TASK TO COMPLETE
Starting at the line that contains "Task: mark each instance of the cameraman", restate each line word for word through the final line of the data, keeping both ends.

***** INPUT FOR THIS TASK

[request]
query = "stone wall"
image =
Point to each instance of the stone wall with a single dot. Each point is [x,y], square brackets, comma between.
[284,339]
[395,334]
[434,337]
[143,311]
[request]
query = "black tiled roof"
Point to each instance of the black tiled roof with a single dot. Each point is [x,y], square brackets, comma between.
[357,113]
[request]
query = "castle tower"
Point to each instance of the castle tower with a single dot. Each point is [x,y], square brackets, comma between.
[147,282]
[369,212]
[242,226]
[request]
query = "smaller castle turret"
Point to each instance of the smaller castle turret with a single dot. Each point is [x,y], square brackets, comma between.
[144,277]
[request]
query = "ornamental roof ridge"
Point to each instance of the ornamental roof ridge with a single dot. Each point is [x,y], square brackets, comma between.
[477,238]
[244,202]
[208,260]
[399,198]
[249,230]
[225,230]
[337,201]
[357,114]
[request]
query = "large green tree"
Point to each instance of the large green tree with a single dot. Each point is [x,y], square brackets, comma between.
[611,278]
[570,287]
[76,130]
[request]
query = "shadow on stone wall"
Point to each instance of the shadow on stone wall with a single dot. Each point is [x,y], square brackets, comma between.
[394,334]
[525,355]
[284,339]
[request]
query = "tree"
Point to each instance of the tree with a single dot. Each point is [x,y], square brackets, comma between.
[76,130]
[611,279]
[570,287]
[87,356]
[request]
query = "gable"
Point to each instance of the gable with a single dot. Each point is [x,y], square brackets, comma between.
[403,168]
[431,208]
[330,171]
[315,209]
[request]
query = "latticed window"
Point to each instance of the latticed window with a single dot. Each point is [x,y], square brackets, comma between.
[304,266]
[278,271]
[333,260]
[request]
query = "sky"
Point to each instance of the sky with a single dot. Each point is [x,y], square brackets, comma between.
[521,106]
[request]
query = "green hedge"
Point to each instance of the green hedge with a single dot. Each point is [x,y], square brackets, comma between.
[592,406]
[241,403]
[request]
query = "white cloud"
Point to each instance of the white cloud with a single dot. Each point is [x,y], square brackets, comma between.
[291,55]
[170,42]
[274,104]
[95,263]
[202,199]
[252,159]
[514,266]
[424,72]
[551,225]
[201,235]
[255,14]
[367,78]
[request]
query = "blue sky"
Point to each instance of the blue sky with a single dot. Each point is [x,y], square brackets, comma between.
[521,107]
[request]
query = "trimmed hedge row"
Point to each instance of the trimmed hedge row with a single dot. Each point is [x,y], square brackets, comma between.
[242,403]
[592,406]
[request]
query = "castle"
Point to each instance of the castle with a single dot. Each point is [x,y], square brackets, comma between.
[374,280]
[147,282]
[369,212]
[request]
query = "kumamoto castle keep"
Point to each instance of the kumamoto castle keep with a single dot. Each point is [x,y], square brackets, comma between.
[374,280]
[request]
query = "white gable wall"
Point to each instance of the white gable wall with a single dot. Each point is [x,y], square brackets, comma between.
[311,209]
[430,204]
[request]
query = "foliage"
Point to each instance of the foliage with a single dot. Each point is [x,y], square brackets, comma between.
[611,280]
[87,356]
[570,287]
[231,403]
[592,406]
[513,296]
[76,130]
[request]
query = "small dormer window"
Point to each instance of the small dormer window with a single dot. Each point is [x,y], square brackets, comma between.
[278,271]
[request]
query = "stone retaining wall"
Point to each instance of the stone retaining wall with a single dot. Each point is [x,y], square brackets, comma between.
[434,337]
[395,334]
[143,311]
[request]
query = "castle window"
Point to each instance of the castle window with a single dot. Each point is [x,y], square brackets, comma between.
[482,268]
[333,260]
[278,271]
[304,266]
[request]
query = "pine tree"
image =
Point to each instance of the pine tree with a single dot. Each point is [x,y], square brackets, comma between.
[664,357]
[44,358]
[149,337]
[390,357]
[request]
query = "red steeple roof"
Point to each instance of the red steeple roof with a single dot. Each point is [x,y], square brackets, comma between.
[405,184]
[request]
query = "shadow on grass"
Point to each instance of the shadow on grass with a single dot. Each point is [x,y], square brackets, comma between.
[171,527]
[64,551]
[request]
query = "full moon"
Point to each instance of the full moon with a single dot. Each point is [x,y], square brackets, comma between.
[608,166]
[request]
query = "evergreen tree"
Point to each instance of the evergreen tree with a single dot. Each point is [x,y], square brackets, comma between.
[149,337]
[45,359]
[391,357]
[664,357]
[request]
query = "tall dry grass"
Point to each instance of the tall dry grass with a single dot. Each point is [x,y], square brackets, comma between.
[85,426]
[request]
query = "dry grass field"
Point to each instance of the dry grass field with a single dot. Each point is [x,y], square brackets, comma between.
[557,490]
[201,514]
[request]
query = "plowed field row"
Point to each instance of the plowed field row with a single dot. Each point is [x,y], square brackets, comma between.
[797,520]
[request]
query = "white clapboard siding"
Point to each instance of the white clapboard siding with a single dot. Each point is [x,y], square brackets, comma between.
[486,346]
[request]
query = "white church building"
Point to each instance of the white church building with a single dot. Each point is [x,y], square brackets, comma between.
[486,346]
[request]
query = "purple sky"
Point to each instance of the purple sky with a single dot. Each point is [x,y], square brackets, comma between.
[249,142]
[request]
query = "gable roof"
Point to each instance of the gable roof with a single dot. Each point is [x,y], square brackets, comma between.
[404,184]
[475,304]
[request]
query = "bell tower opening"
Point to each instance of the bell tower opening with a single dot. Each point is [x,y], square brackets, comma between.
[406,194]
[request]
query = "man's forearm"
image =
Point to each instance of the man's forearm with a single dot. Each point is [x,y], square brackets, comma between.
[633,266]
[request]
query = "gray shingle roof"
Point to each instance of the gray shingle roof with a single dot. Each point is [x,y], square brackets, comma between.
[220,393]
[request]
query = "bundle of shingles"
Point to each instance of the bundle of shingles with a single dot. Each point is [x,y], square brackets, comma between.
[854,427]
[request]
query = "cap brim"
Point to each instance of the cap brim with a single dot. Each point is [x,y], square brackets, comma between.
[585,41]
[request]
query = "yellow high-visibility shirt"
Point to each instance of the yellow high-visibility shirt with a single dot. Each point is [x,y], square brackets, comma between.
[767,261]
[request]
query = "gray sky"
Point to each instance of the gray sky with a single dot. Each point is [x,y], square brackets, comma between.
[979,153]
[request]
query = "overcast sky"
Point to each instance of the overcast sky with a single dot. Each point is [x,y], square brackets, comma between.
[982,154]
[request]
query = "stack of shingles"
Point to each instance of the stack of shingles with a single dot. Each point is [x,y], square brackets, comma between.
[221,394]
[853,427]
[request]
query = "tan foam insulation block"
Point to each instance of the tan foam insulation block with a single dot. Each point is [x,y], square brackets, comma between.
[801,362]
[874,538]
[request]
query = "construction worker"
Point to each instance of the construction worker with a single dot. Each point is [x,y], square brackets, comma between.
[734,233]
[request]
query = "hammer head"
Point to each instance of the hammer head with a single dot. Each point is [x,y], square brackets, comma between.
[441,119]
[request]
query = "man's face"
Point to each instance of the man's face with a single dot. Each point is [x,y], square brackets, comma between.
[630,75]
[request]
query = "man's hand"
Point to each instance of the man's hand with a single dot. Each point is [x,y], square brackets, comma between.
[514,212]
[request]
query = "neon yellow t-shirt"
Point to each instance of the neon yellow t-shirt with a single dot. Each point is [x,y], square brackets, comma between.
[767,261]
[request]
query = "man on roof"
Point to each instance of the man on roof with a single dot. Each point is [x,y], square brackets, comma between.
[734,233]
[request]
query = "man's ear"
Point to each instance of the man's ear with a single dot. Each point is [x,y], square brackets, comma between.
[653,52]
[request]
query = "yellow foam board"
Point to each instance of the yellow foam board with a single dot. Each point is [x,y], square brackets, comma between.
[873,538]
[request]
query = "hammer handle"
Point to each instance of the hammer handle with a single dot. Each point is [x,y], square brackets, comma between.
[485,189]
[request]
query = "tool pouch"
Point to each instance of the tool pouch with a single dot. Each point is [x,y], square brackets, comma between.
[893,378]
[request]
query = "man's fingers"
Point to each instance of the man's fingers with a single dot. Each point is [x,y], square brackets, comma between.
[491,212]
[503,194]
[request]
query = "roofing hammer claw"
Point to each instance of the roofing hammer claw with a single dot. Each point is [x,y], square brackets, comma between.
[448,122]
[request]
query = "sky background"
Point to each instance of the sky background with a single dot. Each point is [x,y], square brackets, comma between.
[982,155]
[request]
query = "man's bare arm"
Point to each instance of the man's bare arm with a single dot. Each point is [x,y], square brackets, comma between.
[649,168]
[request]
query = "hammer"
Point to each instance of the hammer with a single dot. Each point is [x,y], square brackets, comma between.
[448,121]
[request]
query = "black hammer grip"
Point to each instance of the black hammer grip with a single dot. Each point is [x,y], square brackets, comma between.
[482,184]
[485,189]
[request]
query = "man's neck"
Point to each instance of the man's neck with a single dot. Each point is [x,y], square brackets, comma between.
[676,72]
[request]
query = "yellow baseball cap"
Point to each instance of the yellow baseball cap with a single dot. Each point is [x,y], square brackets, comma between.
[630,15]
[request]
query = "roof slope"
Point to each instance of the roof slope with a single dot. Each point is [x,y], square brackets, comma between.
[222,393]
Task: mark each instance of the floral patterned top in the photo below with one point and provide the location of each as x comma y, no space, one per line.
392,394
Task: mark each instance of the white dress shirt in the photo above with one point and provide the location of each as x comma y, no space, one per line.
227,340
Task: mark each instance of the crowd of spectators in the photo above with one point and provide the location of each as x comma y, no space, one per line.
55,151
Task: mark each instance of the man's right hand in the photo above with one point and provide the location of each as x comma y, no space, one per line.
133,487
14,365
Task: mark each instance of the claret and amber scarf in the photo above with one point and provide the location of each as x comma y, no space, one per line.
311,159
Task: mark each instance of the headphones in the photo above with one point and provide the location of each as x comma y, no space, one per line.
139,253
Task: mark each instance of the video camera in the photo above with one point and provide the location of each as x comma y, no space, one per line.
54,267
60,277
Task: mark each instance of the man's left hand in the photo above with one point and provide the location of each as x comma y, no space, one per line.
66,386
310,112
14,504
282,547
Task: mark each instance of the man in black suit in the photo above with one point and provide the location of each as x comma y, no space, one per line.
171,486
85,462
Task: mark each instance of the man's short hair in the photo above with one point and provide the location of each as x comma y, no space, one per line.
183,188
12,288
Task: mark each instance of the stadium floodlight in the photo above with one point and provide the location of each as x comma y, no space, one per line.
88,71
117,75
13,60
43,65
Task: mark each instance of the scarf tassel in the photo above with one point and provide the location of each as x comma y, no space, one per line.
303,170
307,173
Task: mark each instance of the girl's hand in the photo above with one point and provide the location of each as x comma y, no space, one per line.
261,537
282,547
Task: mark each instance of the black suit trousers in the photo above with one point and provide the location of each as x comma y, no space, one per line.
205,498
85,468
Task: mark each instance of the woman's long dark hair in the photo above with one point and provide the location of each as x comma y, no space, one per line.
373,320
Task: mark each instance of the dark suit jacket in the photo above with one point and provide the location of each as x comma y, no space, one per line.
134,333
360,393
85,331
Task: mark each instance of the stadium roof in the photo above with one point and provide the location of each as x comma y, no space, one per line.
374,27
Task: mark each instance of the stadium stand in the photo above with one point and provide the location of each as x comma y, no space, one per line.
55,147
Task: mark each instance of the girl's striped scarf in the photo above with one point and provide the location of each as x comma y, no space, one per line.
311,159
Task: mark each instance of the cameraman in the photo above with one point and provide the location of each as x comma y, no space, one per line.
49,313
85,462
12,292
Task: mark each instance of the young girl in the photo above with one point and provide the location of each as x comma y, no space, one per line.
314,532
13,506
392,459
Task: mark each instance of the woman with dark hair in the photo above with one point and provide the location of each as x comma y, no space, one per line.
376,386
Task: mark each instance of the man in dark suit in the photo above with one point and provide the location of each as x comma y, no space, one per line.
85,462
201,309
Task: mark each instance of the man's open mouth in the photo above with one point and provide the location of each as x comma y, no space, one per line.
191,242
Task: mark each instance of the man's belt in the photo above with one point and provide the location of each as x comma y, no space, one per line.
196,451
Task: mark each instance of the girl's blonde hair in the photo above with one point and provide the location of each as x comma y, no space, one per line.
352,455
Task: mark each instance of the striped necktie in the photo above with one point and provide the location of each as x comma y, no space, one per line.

**********

EXPECTED ANSWER
Task: mark each instance of the cameraman in the photo above with one point and provide the location of each as x comma y, no space, one per line.
49,313
85,462
12,292
Task: mark each instance of the young girl in the photo above with one point and provide the location of each as x comma y, no space, one per line.
314,532
13,506
392,459
Task: mark each instance of the woman with dark hair in the photo above with one point and provide the location of each as x comma y, no space, one per line.
376,386
Task: mark each instance of the man in dark suit in the photo above with one point and provide the location of each as x comma y, no space, one per line.
85,462
201,309
Task: mark each instance of the man's open mouth in the photo above with one point and provide the location of each as x comma y, no space, one per line.
191,242
Task: mark each instance of the man's belt in the photo above with one point and provide the location of each as x comma y, no space, one per line.
196,451
Task: mark each instance of the girl's blonde hair in the photo above with one point and provide the location of each as x comma y, no space, one per line.
352,455
Task: mark each instance of the striped necktie in the photo above with one point and provide the location of each as x comma y, no space, one per line.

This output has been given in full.